What you need to do: Please reproduce the lines below word for word, leaving the pictures out of your answer.

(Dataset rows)
┌──
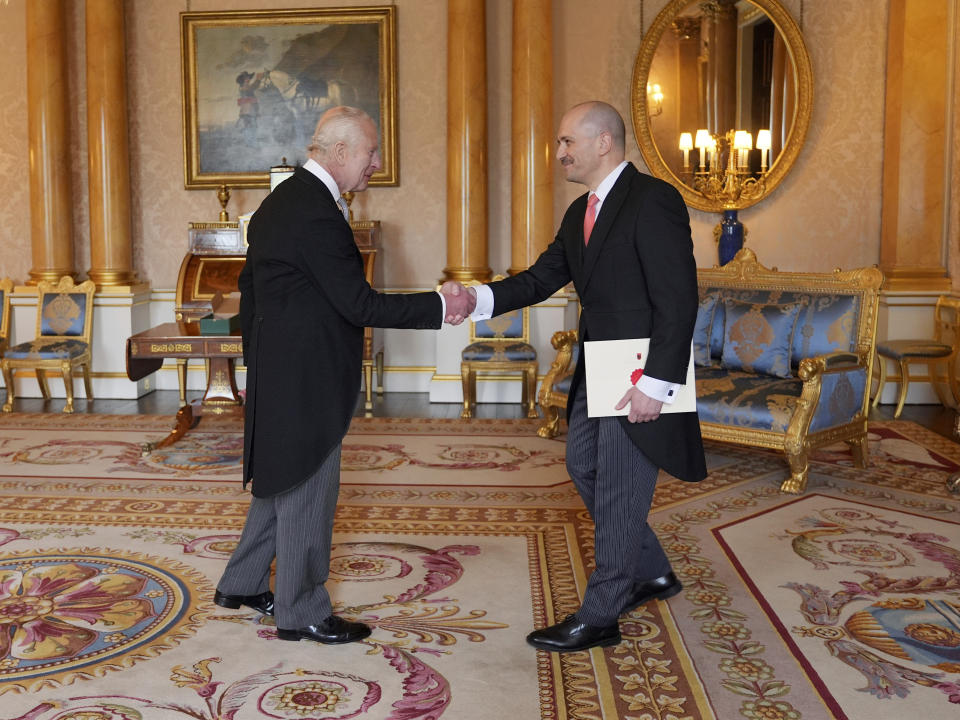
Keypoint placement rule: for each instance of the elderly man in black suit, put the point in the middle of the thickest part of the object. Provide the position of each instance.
(626, 247)
(303, 305)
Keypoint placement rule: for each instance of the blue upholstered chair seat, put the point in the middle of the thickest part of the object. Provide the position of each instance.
(44, 349)
(498, 352)
(826, 322)
(740, 399)
(563, 385)
(899, 349)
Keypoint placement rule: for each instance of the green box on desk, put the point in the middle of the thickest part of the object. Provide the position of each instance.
(219, 324)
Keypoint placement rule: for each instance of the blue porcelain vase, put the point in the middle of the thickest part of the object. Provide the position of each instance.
└──
Result for this exercise:
Keypoint placement rule: for each instance of the elderly man in black suit, put the point in the middle of the thickest part of the object. Provide the position of each instance.
(626, 247)
(303, 305)
Keypoint placement rule: for each instance of the blue upholstered chair seat, put the point in the middle of the thickest part of the object. Provide the position of each instance.
(44, 349)
(498, 352)
(826, 322)
(740, 399)
(563, 385)
(899, 349)
Keypoint placement rule: for each instance of the green box on desk, put the point in the middle of the thickest part of the object. Provide the position of each instance.
(219, 324)
Keypoint placement rule: for each instance of the blue porcelain vase, put the point in the middle of the thickest part of the object. Provide the position of each instance.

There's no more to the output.